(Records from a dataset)
╭──
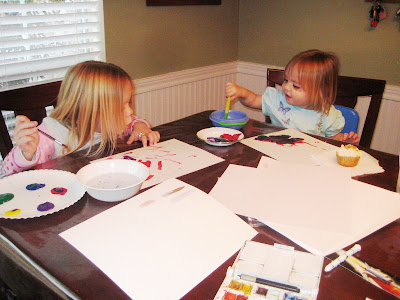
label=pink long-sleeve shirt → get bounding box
[2,116,150,176]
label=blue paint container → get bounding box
[209,110,249,130]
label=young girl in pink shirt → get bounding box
[2,61,160,175]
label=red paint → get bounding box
[220,133,241,142]
[158,161,162,170]
[139,160,151,167]
[51,187,67,195]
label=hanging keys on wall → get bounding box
[369,0,386,27]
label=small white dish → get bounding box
[0,169,86,219]
[76,159,149,202]
[197,127,244,147]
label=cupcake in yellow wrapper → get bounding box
[336,144,361,167]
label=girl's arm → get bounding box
[12,115,39,161]
[331,132,360,144]
[225,82,262,109]
[2,122,56,175]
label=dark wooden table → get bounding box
[0,110,399,300]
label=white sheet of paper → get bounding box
[257,157,400,256]
[94,139,224,188]
[241,128,337,165]
[209,163,352,234]
[60,179,257,300]
[311,149,384,177]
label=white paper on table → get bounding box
[60,179,257,300]
[93,139,224,189]
[311,149,384,177]
[257,156,400,256]
[240,128,337,165]
[209,163,352,234]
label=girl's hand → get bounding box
[127,122,160,147]
[226,82,244,99]
[225,82,262,109]
[341,131,360,144]
[331,132,360,145]
[13,115,39,161]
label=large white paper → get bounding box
[94,139,224,188]
[209,163,352,234]
[241,128,337,165]
[258,157,400,256]
[311,149,384,177]
[60,179,257,300]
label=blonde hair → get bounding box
[51,61,132,156]
[284,49,339,114]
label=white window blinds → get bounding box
[0,0,106,92]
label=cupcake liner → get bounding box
[336,153,361,167]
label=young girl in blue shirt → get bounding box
[226,49,359,144]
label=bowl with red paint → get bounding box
[76,159,149,202]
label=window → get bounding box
[0,0,105,161]
[0,0,106,92]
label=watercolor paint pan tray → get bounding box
[213,241,324,300]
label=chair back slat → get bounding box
[266,68,386,148]
[0,81,62,158]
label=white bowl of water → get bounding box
[76,159,149,202]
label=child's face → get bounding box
[282,69,310,109]
[123,81,134,126]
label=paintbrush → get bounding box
[38,128,68,148]
[224,96,231,120]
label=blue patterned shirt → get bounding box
[261,87,344,137]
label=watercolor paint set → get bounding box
[214,241,324,300]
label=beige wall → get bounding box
[103,0,239,80]
[238,0,400,86]
[104,0,400,85]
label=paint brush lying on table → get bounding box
[38,128,68,148]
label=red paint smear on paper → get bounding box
[158,161,162,170]
[146,175,154,181]
[139,160,151,167]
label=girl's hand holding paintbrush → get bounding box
[13,115,40,161]
[225,82,262,109]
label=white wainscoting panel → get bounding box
[134,62,237,127]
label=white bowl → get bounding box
[76,159,149,202]
[197,127,244,146]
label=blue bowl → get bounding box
[209,110,249,130]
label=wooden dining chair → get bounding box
[0,81,61,158]
[266,68,386,148]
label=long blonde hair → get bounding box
[51,61,132,156]
[285,49,339,114]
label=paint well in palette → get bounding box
[0,193,14,204]
[26,183,46,191]
[86,173,142,189]
[51,187,68,195]
[5,209,21,216]
[37,202,55,212]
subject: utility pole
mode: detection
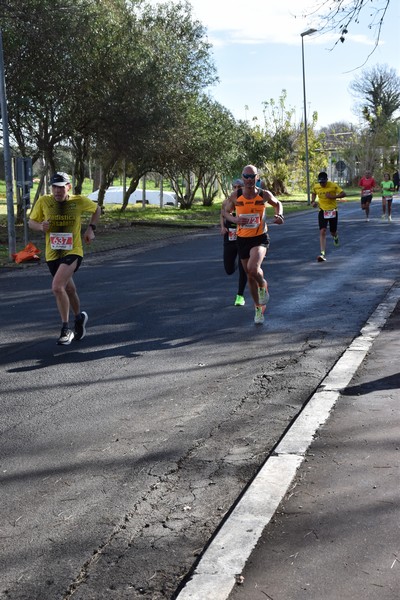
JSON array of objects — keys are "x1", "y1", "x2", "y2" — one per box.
[
  {"x1": 0, "y1": 28, "x2": 16, "y2": 260},
  {"x1": 301, "y1": 28, "x2": 317, "y2": 205}
]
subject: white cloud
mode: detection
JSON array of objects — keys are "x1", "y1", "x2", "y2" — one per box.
[
  {"x1": 146, "y1": 0, "x2": 399, "y2": 127},
  {"x1": 149, "y1": 0, "x2": 374, "y2": 46}
]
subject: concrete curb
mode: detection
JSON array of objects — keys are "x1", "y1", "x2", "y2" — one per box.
[{"x1": 176, "y1": 284, "x2": 400, "y2": 600}]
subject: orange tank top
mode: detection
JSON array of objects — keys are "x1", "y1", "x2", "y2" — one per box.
[{"x1": 236, "y1": 192, "x2": 267, "y2": 237}]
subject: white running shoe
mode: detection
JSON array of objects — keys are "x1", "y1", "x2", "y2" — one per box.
[
  {"x1": 254, "y1": 306, "x2": 265, "y2": 324},
  {"x1": 258, "y1": 286, "x2": 270, "y2": 306},
  {"x1": 57, "y1": 327, "x2": 74, "y2": 345}
]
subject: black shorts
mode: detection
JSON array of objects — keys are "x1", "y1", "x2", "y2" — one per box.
[
  {"x1": 361, "y1": 195, "x2": 372, "y2": 205},
  {"x1": 318, "y1": 209, "x2": 338, "y2": 231},
  {"x1": 47, "y1": 254, "x2": 82, "y2": 277},
  {"x1": 237, "y1": 233, "x2": 270, "y2": 260}
]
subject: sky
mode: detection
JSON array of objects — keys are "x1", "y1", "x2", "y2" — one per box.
[{"x1": 150, "y1": 0, "x2": 400, "y2": 128}]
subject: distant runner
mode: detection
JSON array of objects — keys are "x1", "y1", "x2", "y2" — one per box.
[
  {"x1": 311, "y1": 171, "x2": 346, "y2": 263},
  {"x1": 358, "y1": 169, "x2": 376, "y2": 222},
  {"x1": 380, "y1": 172, "x2": 395, "y2": 222},
  {"x1": 29, "y1": 172, "x2": 101, "y2": 345},
  {"x1": 220, "y1": 179, "x2": 247, "y2": 306}
]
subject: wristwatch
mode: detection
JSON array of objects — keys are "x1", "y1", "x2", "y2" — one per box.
[{"x1": 89, "y1": 223, "x2": 97, "y2": 231}]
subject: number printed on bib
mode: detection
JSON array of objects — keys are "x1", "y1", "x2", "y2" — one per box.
[
  {"x1": 50, "y1": 232, "x2": 73, "y2": 250},
  {"x1": 240, "y1": 214, "x2": 260, "y2": 228},
  {"x1": 228, "y1": 228, "x2": 237, "y2": 241},
  {"x1": 323, "y1": 210, "x2": 336, "y2": 219}
]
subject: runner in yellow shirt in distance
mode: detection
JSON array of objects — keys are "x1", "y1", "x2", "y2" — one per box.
╰──
WHAT THE TASK ASKS
Would you copy out the data exactly, leaving every picture out?

PROBLEM SOLUTION
label=pink long-sleeve shirt → get bounding box
[2,116,150,176]
label=blue paint container → get bounding box
[209,110,249,130]
label=young girl in pink shirt → get bounding box
[2,61,160,175]
label=red paint → get bounding box
[220,133,241,142]
[158,161,162,170]
[139,160,151,167]
[51,187,67,195]
label=hanging keys on wall → get bounding box
[369,0,386,27]
label=small white dish → get bounding box
[0,169,86,219]
[76,159,149,202]
[197,127,244,147]
label=cupcake in yellow wrapper → get bounding box
[336,144,361,167]
label=girl's arm → get bounding box
[12,115,39,161]
[331,132,360,144]
[225,82,262,109]
[2,122,56,175]
label=dark wooden table → get bounding box
[0,110,399,300]
label=white sheet of paper → get bounding box
[257,157,400,256]
[94,139,224,188]
[241,128,337,165]
[209,163,352,234]
[60,179,257,300]
[311,149,384,177]
label=white paper on table → get bounding box
[60,179,257,300]
[93,139,224,189]
[311,149,384,177]
[257,156,400,256]
[240,128,337,165]
[209,163,352,234]
label=girl's hand → get bounding box
[127,122,160,147]
[226,82,244,99]
[225,82,262,109]
[341,131,360,144]
[331,132,360,145]
[13,115,39,161]
label=large white paper → get bounding box
[94,139,224,188]
[209,163,352,234]
[241,128,337,165]
[258,157,400,256]
[311,149,384,177]
[60,179,257,300]
label=blonde hair → get bounding box
[51,61,132,156]
[284,49,339,114]
label=white window blinds → get bounding box
[0,0,106,92]
label=cupcake liner → get bounding box
[336,153,361,167]
label=young girl in blue shirt → get bounding box
[226,49,359,144]
label=bowl with red paint → get bounding box
[76,159,149,202]
label=window → get bounding box
[0,0,105,161]
[0,0,106,92]
label=watercolor paint pan tray → get bounding box
[213,241,324,300]
label=chair back slat → get bounding box
[266,68,386,148]
[0,81,62,158]
label=white bowl of water → get bounding box
[76,159,149,202]
label=child's face → get bounding box
[282,69,310,109]
[123,81,134,126]
label=paintbrush → get bounding box
[38,128,68,148]
[224,96,231,120]
label=blue patterned shirt → get bounding box
[261,87,344,137]
label=watercolor paint set → get bounding box
[214,241,324,300]
label=beige wall → get bounding box
[103,0,239,80]
[238,0,400,86]
[104,0,400,85]
label=paint brush lying on table → get bounding box
[38,128,68,148]
label=red paint smear on paper → get bounding box
[158,161,162,170]
[146,175,154,181]
[139,160,151,167]
label=girl's hand holding paintbrush → get bounding box
[13,115,40,161]
[225,82,262,109]
label=white wainscoting panel → get bounding box
[134,62,237,127]
label=white bowl → get bounding box
[76,159,149,202]
[197,127,244,146]
label=blue bowl → get bounding box
[209,110,249,130]
label=wooden dining chair → get bounding box
[0,81,61,158]
[266,68,386,148]
label=long blonde hair → get bounding box
[51,61,132,156]
[285,49,339,114]
label=paint well in palette → get bounding box
[0,193,14,204]
[26,183,46,191]
[86,173,142,189]
[51,187,68,195]
[5,209,21,216]
[37,202,55,212]
subject: utility pole
mode: detection
JSON array of objects — keys are "x1", "y1", "x2", "y2" — one per box.
[
  {"x1": 0, "y1": 28, "x2": 16, "y2": 260},
  {"x1": 301, "y1": 28, "x2": 317, "y2": 205}
]
subject: white cloud
mode: detection
JSON array of objects — keys are "x1", "y1", "x2", "y2" — one per box.
[
  {"x1": 146, "y1": 0, "x2": 399, "y2": 127},
  {"x1": 149, "y1": 0, "x2": 374, "y2": 46}
]
subject: concrete curb
mode: detection
JSON array of objects — keys are "x1", "y1", "x2", "y2" — one per box.
[{"x1": 176, "y1": 284, "x2": 400, "y2": 600}]
subject: orange tank top
mode: detection
JSON array of objects — keys are "x1", "y1", "x2", "y2" — one per box.
[{"x1": 236, "y1": 192, "x2": 267, "y2": 237}]
subject: white running shoe
mode: detection
JSON array of objects — keys are "x1", "y1", "x2", "y2" — one per box.
[
  {"x1": 254, "y1": 306, "x2": 265, "y2": 324},
  {"x1": 258, "y1": 286, "x2": 270, "y2": 306},
  {"x1": 57, "y1": 327, "x2": 74, "y2": 345}
]
subject: black shorts
mode: detection
JSON array of objects — keys are "x1", "y1", "x2", "y2" — one per box.
[
  {"x1": 361, "y1": 195, "x2": 372, "y2": 205},
  {"x1": 318, "y1": 209, "x2": 338, "y2": 231},
  {"x1": 47, "y1": 254, "x2": 82, "y2": 277},
  {"x1": 237, "y1": 233, "x2": 270, "y2": 260}
]
subject: sky
mode: detection
JSON array of objects — keys are "x1", "y1", "x2", "y2" — one per box.
[{"x1": 150, "y1": 0, "x2": 400, "y2": 128}]
subject: distant runner
mode: detection
JSON array of objects — keys are "x1", "y1", "x2", "y2" — one per box.
[
  {"x1": 311, "y1": 171, "x2": 346, "y2": 263},
  {"x1": 358, "y1": 169, "x2": 376, "y2": 222},
  {"x1": 380, "y1": 172, "x2": 395, "y2": 222},
  {"x1": 29, "y1": 172, "x2": 101, "y2": 345},
  {"x1": 220, "y1": 179, "x2": 247, "y2": 306}
]
subject: wristwatch
mode: detection
JSON array of objects — keys are "x1", "y1", "x2", "y2" — one per box.
[{"x1": 89, "y1": 223, "x2": 97, "y2": 231}]
subject: number printed on bib
mode: detection
JSON array of objects — keys are "x1", "y1", "x2", "y2" — one per box.
[
  {"x1": 50, "y1": 232, "x2": 73, "y2": 250},
  {"x1": 240, "y1": 214, "x2": 260, "y2": 228},
  {"x1": 228, "y1": 228, "x2": 237, "y2": 241},
  {"x1": 323, "y1": 210, "x2": 336, "y2": 219}
]
subject: runner in yellow shirt in distance
mode: detection
JSON array of objects — keys are "x1", "y1", "x2", "y2" — one per box.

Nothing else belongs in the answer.